Referring expression grounding data:

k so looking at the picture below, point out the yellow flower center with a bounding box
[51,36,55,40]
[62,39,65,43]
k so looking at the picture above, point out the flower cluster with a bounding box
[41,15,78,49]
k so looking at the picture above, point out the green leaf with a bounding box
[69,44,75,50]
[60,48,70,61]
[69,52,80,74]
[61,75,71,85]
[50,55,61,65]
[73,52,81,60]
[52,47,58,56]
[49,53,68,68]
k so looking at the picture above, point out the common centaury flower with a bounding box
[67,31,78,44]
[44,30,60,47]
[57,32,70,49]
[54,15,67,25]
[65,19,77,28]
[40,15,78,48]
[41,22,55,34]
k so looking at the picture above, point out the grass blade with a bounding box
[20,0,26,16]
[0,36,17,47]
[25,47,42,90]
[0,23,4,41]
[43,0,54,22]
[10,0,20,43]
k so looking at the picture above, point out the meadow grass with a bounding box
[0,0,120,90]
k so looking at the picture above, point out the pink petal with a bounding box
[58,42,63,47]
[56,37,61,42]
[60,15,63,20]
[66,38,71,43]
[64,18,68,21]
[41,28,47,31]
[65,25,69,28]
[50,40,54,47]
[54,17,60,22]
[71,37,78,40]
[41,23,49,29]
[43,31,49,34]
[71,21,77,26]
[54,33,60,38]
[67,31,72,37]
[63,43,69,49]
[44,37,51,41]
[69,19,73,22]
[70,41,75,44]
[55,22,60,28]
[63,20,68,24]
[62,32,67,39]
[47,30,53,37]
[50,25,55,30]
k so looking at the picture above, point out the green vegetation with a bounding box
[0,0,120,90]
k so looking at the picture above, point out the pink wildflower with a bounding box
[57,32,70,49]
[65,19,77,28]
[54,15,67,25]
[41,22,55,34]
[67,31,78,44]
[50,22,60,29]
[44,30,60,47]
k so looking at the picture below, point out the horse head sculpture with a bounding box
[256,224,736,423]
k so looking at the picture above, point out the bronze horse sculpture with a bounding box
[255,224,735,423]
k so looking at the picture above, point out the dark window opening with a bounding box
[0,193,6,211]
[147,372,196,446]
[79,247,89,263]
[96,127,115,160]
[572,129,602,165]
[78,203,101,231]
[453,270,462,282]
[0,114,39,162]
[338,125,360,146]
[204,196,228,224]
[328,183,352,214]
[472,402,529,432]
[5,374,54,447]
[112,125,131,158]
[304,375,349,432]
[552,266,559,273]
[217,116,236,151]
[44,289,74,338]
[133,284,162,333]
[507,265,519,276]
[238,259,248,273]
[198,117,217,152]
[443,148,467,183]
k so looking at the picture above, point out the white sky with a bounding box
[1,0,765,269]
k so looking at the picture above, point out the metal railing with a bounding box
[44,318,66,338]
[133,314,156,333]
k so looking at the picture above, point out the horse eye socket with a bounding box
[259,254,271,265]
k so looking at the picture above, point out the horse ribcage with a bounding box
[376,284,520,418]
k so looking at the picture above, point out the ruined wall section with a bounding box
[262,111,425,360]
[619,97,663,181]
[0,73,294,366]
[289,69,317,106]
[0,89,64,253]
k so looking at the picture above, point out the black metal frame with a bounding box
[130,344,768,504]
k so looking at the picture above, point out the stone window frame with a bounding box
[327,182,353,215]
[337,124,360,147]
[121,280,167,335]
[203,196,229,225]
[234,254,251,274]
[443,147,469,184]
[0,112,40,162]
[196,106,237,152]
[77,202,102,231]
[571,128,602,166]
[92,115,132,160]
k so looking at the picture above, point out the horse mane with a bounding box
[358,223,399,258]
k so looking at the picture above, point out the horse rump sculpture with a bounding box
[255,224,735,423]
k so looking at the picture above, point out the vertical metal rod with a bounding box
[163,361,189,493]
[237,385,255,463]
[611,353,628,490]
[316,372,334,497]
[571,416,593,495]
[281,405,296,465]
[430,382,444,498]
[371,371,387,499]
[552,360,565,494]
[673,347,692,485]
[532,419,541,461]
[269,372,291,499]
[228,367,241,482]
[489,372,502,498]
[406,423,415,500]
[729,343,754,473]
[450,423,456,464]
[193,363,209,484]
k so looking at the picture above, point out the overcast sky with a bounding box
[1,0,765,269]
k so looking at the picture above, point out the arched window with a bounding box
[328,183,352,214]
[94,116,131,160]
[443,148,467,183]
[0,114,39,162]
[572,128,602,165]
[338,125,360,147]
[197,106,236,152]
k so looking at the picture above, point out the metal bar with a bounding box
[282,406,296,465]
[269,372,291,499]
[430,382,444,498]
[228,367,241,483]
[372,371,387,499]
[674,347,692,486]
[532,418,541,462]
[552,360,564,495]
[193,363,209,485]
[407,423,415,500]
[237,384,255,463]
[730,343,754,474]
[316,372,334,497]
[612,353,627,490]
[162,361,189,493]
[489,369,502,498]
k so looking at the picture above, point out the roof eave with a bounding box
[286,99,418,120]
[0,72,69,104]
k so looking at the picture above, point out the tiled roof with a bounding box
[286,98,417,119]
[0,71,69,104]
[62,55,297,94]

= WORK INSTRUCTIONS =
The records above are to be printed in full, exactly as they appear.

= SOLVED EXERCISE =
k so looking at the picture below, point out the yellow flower center with a bounding box
[51,36,55,40]
[62,39,65,43]
k so looking at the picture above, point out the flower cluster with a bounding box
[41,15,78,49]
k so looking at the picture above, point out the green leaf with a bounding box
[69,44,75,50]
[60,48,70,61]
[69,52,80,74]
[61,75,71,85]
[50,55,61,65]
[73,52,81,60]
[52,47,58,56]
[49,53,68,68]
k so looking at the picture above, point out the common centaury flower with a bounding box
[67,31,78,44]
[44,30,60,47]
[57,32,70,49]
[54,15,67,25]
[65,19,77,28]
[40,15,78,48]
[41,22,55,34]
k so looking at the picture above, point out the grass blade with a bounding box
[20,0,26,16]
[0,36,17,47]
[25,47,42,90]
[0,23,4,41]
[43,0,54,22]
[10,0,20,43]
k so looking at the picture above, point out the meadow grass with a bounding box
[0,0,120,90]
k so looking at the picture above, point out the pink petal with a bounding box
[58,42,63,47]
[56,37,61,42]
[60,15,63,20]
[66,38,71,43]
[64,18,68,21]
[41,28,47,31]
[65,25,69,28]
[50,40,54,47]
[54,17,60,22]
[71,37,78,40]
[41,23,49,29]
[43,31,49,34]
[71,21,77,26]
[54,33,60,38]
[67,31,72,37]
[63,43,69,49]
[44,37,51,41]
[69,19,73,22]
[70,41,75,44]
[55,22,60,28]
[63,20,68,24]
[62,32,67,39]
[47,30,53,37]
[50,25,55,30]
k so looking at the picture above, point out the green vegetation with a bounding box
[0,0,120,90]
k so looking at the picture above, point out the pink wildflower with a bounding box
[57,32,70,49]
[65,19,77,28]
[54,15,67,25]
[41,22,55,34]
[67,31,78,44]
[50,22,60,29]
[44,30,60,47]
k so looking at the picture below, point out the horse head sculpture with a bounding box
[256,224,736,423]
k so looking at the picture above, point out the bronze horse sculpture with a bounding box
[255,224,735,423]
k so looking at the picture above, point out the dark window opening with a bounding box
[0,193,6,211]
[147,372,196,446]
[79,247,89,263]
[96,127,115,160]
[572,129,602,165]
[78,203,101,231]
[453,270,462,282]
[0,114,39,162]
[338,125,360,146]
[204,196,228,224]
[328,183,352,214]
[472,402,529,432]
[5,374,54,447]
[112,125,131,158]
[304,375,349,432]
[552,266,559,273]
[217,116,236,151]
[44,289,74,338]
[133,284,162,333]
[507,265,519,276]
[238,259,248,273]
[198,117,217,152]
[443,148,467,183]
k so looking at the picture above, point out the white sky with a bounding box
[1,0,765,269]
k so looking at the picture above, point out the metal railing with a bounding box
[44,318,66,338]
[133,314,156,333]
k so looking at the picture above, point out the horse eye socket with a bounding box
[259,254,271,265]
k so looking at the picture above, point out the horse ribcage with a bounding box
[376,284,520,418]
k so looking at the picture above, point out the ruined wall section with a bounding box
[262,111,425,360]
[619,97,663,181]
[0,73,294,366]
[289,69,317,106]
[0,89,64,253]
k so looking at the picture above, point out the black metal frame with a bounding box
[130,344,768,504]
k so looking at the picture above, point out the stone window frame with a bounding box
[327,182,353,215]
[337,124,360,147]
[121,280,167,335]
[203,196,229,225]
[234,254,251,274]
[443,147,469,184]
[0,112,40,162]
[196,106,237,152]
[77,202,102,231]
[571,128,602,166]
[92,115,132,160]
k so looking at the picture above, point out the horse mane with a bounding box
[358,223,399,258]
k so looking at the picture above, point out the horse rump sculpture with a bounding box
[255,224,735,423]
k so looking at the picture above, point out the vertical metal rod with a bounding box
[163,361,189,493]
[237,385,255,463]
[611,353,628,490]
[316,372,334,497]
[571,416,593,495]
[281,405,296,465]
[430,382,444,498]
[371,371,387,499]
[552,360,565,494]
[673,347,692,485]
[532,419,541,461]
[269,372,291,499]
[228,367,241,482]
[489,372,502,498]
[406,423,415,500]
[729,343,754,473]
[450,423,456,464]
[193,363,209,484]
k so looking at the picture above, point out the overcast sky with a bounding box
[1,0,765,269]
k so looking at the picture above, point out the arched window with a bounding box
[328,183,352,214]
[94,116,131,160]
[443,148,467,183]
[0,114,39,162]
[572,128,602,165]
[338,125,360,147]
[197,106,236,152]
k so looking at the picture above, point out the metal bar with a bounding box
[282,406,296,465]
[269,372,291,499]
[430,382,444,498]
[228,367,241,483]
[372,371,387,499]
[674,347,692,486]
[532,418,541,462]
[552,360,564,495]
[193,363,209,485]
[407,423,415,500]
[237,384,255,463]
[730,343,754,474]
[316,372,334,497]
[612,353,627,490]
[162,361,189,493]
[489,369,502,498]
k so looking at the picture above, point out the roof eave with a bounding box
[286,99,418,120]
[0,72,69,104]
k so looking at the picture above, point out the tiled roof with a bounding box
[286,98,417,119]
[0,71,69,104]
[62,55,297,94]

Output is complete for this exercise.